━━━ Texte extrait ━━━

Nous sommes tous à l’arrêt depuis un an. En ce qui concerne les collectifs du Socle, ce n’est pas réellement un problème économique puisque nous avons généralement un travail à côté. Enfin, sauf pour ceux qui sont DJ, musiciens ou techniciens du spectacle… Mais c’est avant tout une question de santé psychique. La fête est un mode de vie auquel nous consacrons tous nos week-ends. Là on est tous en manque de musique, de danse et de relations sociales. On tourne en rond chez nous comme des lions en cage.
Est-ce que vous avez reçu des aides de l’État ?
La plupart d’entre nous ne reçoivent rien car nous gagnons peu ou rien avec nos événements. Et ceux qui sont DJ gagnent rarement assez pour être intermittents. Seuls les musiciens et les techniciens qui ont fait suffisamment d’heures avant la crise touchent quelque chose. Cette cessation d’activités est donc pour la plupart d’entre nous synonyme de perte sèche. Mais nous ne réclamons rien. Juste un cadre pour organiser à nouveau des fêtes dès que ce sera possible, dans le respect d’un protocole sanitaire établi au préalable avec les pouvoirs publics. Nous demandons également plus de cohérence dans la façon dont nous sommes traités. Parfois nos événements sont interdits la veille de leur tenue parce que l’État a soudainement changé d’avis, sans tenir compte de l’investissement en temps ou en argent. L’un des collectifs du Socle qui s’est professionnalisé, Alter Paname, est à deux doigts de couler après une annulation l’été dernier à cause d’une telle volteface. On essaie de l’accompagner auprès des pouvoirs publics pour qu’il puisse obtenir un site et rattraper le coup dès la sortie du covid. Nous ne voulons plus de cette gestion incohérente, il faut que l’État s’engage et nous accompagne.

━━━ Informations fournies ━━━

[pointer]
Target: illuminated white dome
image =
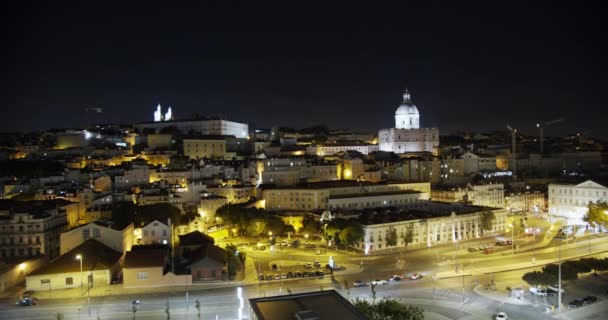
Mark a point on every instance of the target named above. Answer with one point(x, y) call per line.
point(407, 115)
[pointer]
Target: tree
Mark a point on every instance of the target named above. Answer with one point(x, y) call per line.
point(568, 273)
point(388, 309)
point(597, 215)
point(391, 237)
point(486, 220)
point(197, 305)
point(310, 226)
point(538, 278)
point(408, 237)
point(167, 310)
point(351, 234)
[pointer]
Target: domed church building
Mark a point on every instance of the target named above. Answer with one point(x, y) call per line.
point(407, 136)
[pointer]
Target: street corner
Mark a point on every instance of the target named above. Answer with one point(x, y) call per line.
point(503, 296)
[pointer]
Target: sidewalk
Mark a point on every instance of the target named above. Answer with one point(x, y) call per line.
point(499, 294)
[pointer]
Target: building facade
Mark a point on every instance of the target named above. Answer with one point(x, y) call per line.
point(321, 195)
point(30, 229)
point(115, 236)
point(205, 148)
point(571, 201)
point(201, 126)
point(431, 223)
point(407, 136)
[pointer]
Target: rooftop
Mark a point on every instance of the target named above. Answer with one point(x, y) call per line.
point(335, 184)
point(96, 256)
point(145, 258)
point(195, 238)
point(323, 304)
point(372, 194)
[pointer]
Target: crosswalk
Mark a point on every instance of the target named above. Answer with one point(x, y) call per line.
point(593, 311)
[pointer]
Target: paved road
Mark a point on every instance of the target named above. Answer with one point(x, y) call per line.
point(442, 297)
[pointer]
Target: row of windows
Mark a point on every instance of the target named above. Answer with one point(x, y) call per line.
point(587, 193)
point(11, 240)
point(153, 233)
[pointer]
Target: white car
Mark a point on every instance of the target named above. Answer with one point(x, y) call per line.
point(416, 276)
point(538, 292)
point(378, 282)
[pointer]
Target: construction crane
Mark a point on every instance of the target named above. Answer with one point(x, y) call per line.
point(541, 126)
point(513, 149)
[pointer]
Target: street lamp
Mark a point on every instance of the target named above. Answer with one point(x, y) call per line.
point(79, 257)
point(512, 226)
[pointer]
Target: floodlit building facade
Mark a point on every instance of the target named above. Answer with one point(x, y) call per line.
point(344, 193)
point(407, 136)
point(431, 222)
point(571, 201)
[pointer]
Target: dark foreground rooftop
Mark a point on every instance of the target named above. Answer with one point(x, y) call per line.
point(312, 305)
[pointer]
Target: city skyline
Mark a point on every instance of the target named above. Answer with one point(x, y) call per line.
point(266, 67)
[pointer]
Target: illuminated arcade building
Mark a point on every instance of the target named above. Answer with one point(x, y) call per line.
point(202, 125)
point(407, 136)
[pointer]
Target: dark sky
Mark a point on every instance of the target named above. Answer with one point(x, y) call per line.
point(469, 67)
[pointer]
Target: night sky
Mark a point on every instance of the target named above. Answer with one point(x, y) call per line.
point(468, 67)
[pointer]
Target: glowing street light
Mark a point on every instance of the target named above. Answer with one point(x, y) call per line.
point(79, 257)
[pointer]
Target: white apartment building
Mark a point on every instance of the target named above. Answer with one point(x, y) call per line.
point(320, 195)
point(487, 195)
point(571, 201)
point(118, 237)
point(432, 223)
point(136, 175)
point(475, 163)
point(31, 229)
point(328, 150)
point(208, 205)
point(156, 232)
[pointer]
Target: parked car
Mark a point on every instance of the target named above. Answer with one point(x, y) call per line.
point(589, 299)
point(416, 276)
point(395, 278)
point(359, 283)
point(26, 302)
point(538, 292)
point(575, 303)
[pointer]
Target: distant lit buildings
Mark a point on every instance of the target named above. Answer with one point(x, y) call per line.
point(204, 126)
point(431, 223)
point(349, 194)
point(407, 136)
point(571, 201)
point(210, 148)
point(487, 195)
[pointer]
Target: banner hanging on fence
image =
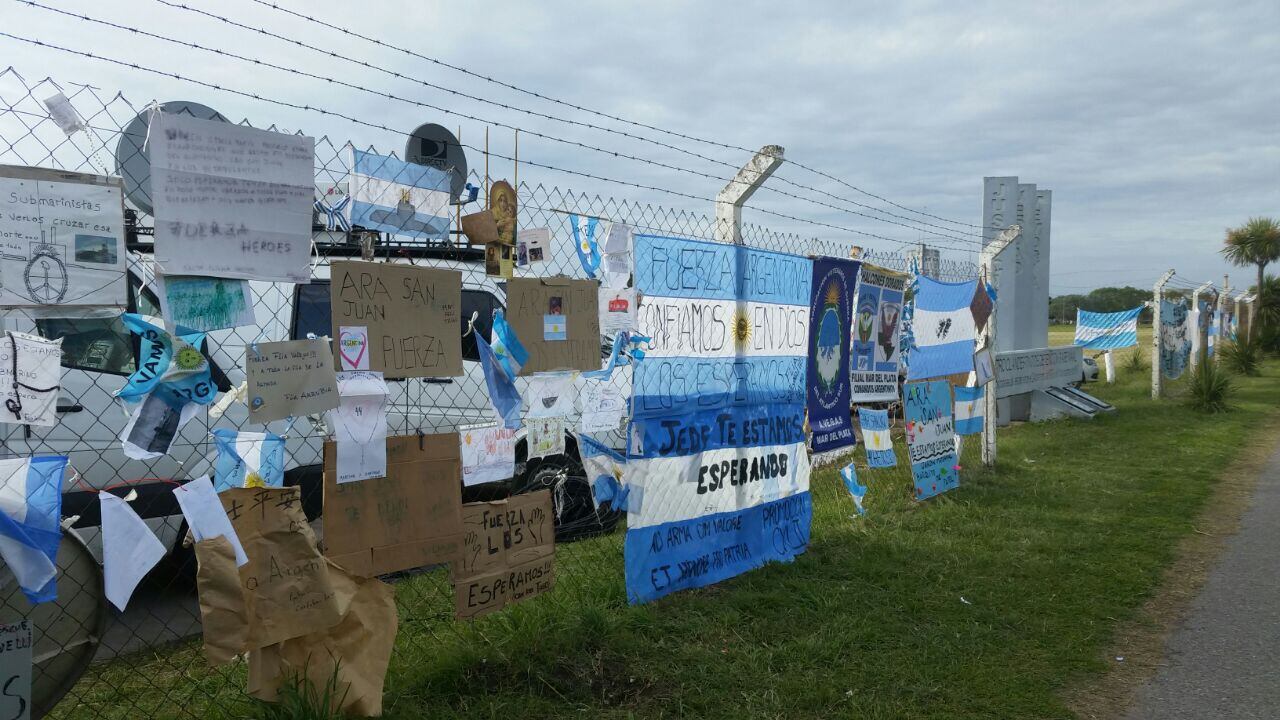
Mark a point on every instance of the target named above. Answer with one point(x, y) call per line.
point(931, 437)
point(1175, 346)
point(717, 481)
point(876, 335)
point(1106, 331)
point(828, 395)
point(942, 329)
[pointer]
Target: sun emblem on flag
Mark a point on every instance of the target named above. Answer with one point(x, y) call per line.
point(741, 329)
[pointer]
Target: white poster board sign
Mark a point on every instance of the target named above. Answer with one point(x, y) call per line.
point(231, 201)
point(62, 242)
point(1025, 370)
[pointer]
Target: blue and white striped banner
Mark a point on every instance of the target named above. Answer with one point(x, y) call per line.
point(942, 329)
point(398, 197)
point(1106, 331)
point(969, 410)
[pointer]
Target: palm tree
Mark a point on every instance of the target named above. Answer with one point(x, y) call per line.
point(1256, 242)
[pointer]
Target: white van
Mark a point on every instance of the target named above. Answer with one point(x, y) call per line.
point(100, 354)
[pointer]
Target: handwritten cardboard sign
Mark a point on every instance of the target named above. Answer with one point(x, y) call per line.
point(408, 519)
point(412, 315)
point(557, 320)
point(507, 554)
point(16, 670)
point(287, 587)
point(291, 378)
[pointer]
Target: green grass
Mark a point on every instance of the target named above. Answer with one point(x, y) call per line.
point(986, 602)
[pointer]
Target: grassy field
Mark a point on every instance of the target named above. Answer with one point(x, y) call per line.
point(987, 602)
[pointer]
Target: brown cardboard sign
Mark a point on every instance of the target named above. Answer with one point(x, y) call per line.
point(480, 227)
point(408, 519)
point(507, 554)
point(557, 320)
point(414, 315)
point(287, 587)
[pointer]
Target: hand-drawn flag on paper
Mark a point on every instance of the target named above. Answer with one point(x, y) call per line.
point(247, 460)
point(506, 346)
point(1175, 346)
point(503, 396)
point(398, 197)
point(31, 507)
point(586, 241)
point(931, 437)
point(717, 465)
point(876, 342)
point(942, 329)
point(969, 410)
point(1107, 331)
point(849, 474)
point(828, 397)
point(876, 438)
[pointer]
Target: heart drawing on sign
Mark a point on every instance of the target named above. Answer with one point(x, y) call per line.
point(351, 347)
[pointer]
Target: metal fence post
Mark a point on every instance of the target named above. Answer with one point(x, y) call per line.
point(1157, 296)
point(987, 260)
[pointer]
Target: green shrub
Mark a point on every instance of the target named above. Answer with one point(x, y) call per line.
point(1210, 390)
point(1243, 356)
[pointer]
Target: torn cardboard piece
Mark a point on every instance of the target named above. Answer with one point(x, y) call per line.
point(507, 554)
point(557, 320)
point(408, 519)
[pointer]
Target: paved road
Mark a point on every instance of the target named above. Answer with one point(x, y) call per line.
point(1224, 660)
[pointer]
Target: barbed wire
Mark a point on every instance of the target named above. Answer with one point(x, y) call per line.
point(385, 128)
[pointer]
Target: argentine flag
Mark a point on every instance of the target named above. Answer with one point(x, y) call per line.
point(1107, 331)
point(969, 410)
point(398, 197)
point(31, 507)
point(942, 328)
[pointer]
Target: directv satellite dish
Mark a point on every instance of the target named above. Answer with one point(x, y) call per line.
point(133, 162)
point(434, 146)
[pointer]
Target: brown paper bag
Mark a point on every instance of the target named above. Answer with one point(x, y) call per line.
point(222, 602)
point(359, 648)
point(288, 589)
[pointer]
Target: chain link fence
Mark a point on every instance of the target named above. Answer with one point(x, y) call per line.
point(94, 661)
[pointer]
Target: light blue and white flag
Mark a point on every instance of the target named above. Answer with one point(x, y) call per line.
point(247, 459)
point(942, 329)
point(506, 346)
point(169, 365)
point(31, 507)
point(400, 197)
point(969, 410)
point(586, 241)
point(858, 491)
point(1107, 331)
point(503, 396)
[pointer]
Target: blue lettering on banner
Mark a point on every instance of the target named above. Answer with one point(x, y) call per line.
point(713, 429)
point(673, 267)
point(694, 554)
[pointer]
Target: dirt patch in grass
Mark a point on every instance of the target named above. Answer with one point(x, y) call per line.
point(1141, 639)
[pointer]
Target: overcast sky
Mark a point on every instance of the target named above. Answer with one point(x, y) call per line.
point(1155, 123)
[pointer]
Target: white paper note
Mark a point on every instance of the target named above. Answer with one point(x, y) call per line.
point(129, 548)
point(205, 514)
point(360, 425)
point(40, 370)
point(488, 455)
point(231, 201)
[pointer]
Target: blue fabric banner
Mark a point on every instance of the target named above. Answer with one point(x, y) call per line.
point(703, 551)
point(931, 437)
point(828, 387)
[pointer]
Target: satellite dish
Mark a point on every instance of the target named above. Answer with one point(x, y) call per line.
point(435, 146)
point(133, 162)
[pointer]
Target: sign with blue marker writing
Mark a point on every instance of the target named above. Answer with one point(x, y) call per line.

━━━

_Tâches à réaliser:_
**1)** Répondez brièvement d'après le texte extrait :
(a) Depuis combien de temps les collectifs sont-ils à l'arrêt ?
(b) Quel collectif du Socle, qui s'est professionnalisé, est à deux doigts de couler ?
(c) Qui, parmi les membres, touche quelque chose malgré la crise ?
**2)** Recopiez mot pour mot le passage du texte extrait qui commence aux mots « Nous sommes tous » et s'arrête après les mots « de l’État ? ».
Basez-vous uniquement sur le texte extrait, sans tenir compte des entrées.

_Vos réponses:_
**1)**
(a) Depuis un an.
(b) Alter Paname.
(c) Les musiciens et les techniciens qui ont fait suffisamment d'heures avant la crise.

**2)**
Nous sommes tous à l’arrêt depuis un an. En ce qui concerne les collectifs du Socle, ce n’est pas réellement un problème économique puisque nous avons généralement un travail à côté. Enfin, sauf pour ceux qui sont DJ, musiciens ou techniciens du spectacle… Mais c’est avant tout une question de santé psychique. La fête est un mode de vie auquel nous consacrons tous nos week-ends. Là on est tous en manque de musique, de danse et de relations sociales. On tourne en rond chez nous comme des lions en cage.
Est-ce que vous avez reçu des aides de l’État ?